## REQUIREMENT 1
From the records below, pick out every line that contains the word "each".

┌─ PAGE EXCERPT

Turkey stands to gain major business from both of these huge projects running through Turkey. Our Zionist Empire is causing all this nation-building ruckus for oil and pipelines. Period. In the end, we do not EVER fight wars for human rights or noble causes. We fight them to pirate somebody's oil/gas and other resources, pipelines, strategic locations, banking. I am yet to find a war motivated by anything else.....
The developments around the Trans-Caspian Pipeline project supposed to provide an undersea energy supply link between Turkmenistan and Azerbaijan are about to reach a critical point. Brussels and Ashgabat are determined to go ahead with the construction regardless of the fact that as of today the Caspian states have failed to reach consensus on the status of the landlocked Caspian Sea, while Moscow and Tehran express opposition to the implementation of any energy transit projects before the existing legal disputes are resolved.
Over the past year, the EU took a series of steps evidently meant to put Russia under greater pressure over the Trans-Caspian pipeline project. In line with the strategy, Brussels threatens to bloc Moscow's South Stream pipeline project. Last September, German diplomacy chief Guido Westerwelle visited Ashgabat to hold talks with Turkmen president Gurbanguly Berdimuhamedow and to attend the Oil and Gas of Turkmenistan - 2011 international exhibition. Westerwelle's visit – notably, the first one since the 2006 presidency change in the country – was prepared without publicity and announced only when the German foreign minister was already en route to Turkmenistan. The issues on the negotiating table were deeper EU-Turkmenistan cooperation, the situation in Afghanistan, and the plans for the Nabucco construction. Judging by Westerwelle's expressions of confidence that the talks over Nabucco would be successful and that Turkmenistan and Azerbaijan would both join the partnership, his mission was to defuse the current discord between the two.
A few days ago, Ashgabat rolled out the results of the second phase of its gas reserves audit which was conducted by Gaffney, Cline & Associates. According to Turkmen vice premier Baymyrat Hojamuhammedov, fresh estimates put the reserves at 71.21b tons vs. the former 44.25b. Roughly a half of the amount is localized within the South Yolotan field, the resource base of the Turkmenistan – Uzbekistan – Kazakhstan – China pipeline inaugurated in 2009. Gaffney, Cline & Associates assess the South Yolotan field as the world's second-largest with an estimated total of 26.2 trillion cubic meters. The data combined with Turkmenistan's plan to raise the annual outputs of oil and gas to 67m tons and 220 bcm by 2030 seem to guarantee the task of export route diversification a line on the Turkmen agenda.
Gazprom deputy CEO A. Medvedev called the above estimates into question in a November 18 interview to Russia's Rossiya 24 state-run TV channel. He said that no serious study had been conducted in Turkmenistan to back the audit results and no research report had been presented, further stressing that the country does have gas fields but they lie in technologically difficult terrains. Medvedev cited the Soviet-era explorations which marked the launch of the Turkmen natural gas industry to explain that a full picture of Turkmenistan's reserves is no secret to Gazprom. There is certainly a point in Gazprom's position: Gaffney, Cline & Associates released bottom-line estimates with no in-depth study report, making their credibility impossible to gauge.

└─
┌─ RECORDS PROVIDED

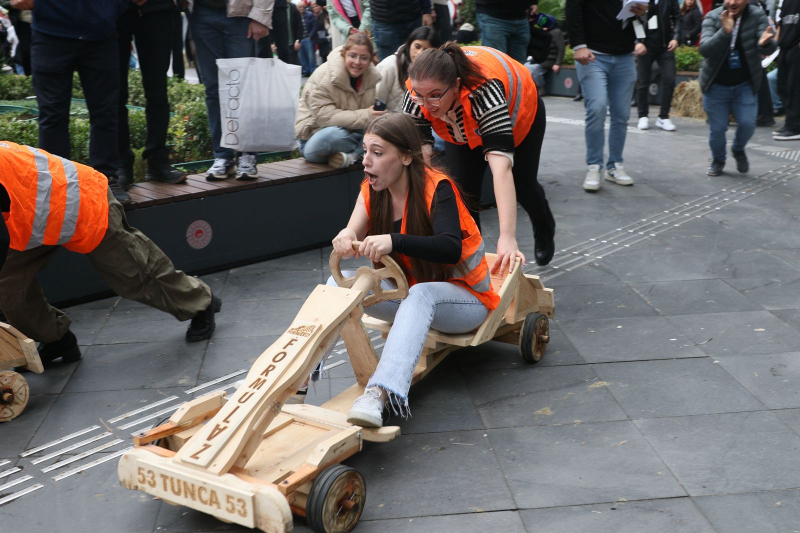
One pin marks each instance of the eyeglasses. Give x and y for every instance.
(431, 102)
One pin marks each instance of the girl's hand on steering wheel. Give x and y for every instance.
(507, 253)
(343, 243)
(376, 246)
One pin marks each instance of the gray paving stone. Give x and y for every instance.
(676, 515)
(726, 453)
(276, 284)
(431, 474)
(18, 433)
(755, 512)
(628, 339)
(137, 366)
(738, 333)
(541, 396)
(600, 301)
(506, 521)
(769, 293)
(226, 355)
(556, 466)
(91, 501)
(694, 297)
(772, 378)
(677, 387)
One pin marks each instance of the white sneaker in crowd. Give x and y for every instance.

└─
┌─ RECORDS PROVIDED

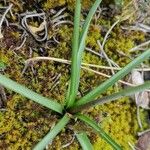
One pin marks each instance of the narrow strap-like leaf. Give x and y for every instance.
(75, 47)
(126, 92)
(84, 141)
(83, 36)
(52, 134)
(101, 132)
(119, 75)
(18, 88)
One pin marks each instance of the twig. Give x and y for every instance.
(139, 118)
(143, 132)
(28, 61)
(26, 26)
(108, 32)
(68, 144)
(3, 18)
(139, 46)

└─

## REQUIREMENT 2
Transcribe the passage of the pipeline article above between "Turkey stands to" and "by anything else.....", inclusive.

## WRITTEN ANSWER 1
One pin marks each instance of the eyeglasses. Give x and y for every instance.
One pin marks each instance of the girl's hand on steering wheel. Give x and y for every instance.
One pin marks each instance of the gray paving stone. Give x and y for every instance.
One pin marks each instance of the white sneaker in crowd. Give x and y for every instance.
One pin marks each instance of the narrow strap-like leaf. Give x and y for every instance.
One pin marks each instance of the twig. Give x and y for every instance.

## WRITTEN ANSWER 2
Turkey stands to gain major business from both of these huge projects running through Turkey. Our Zionist Empire is causing all this nation-building ruckus for oil and pipelines. Period. In the end, we do not EVER fight wars for human rights or noble causes. We fight them to pirate somebody's oil/gas and other resources, pipelines, strategic locations, banking. I am yet to find a war motivated by anything else.....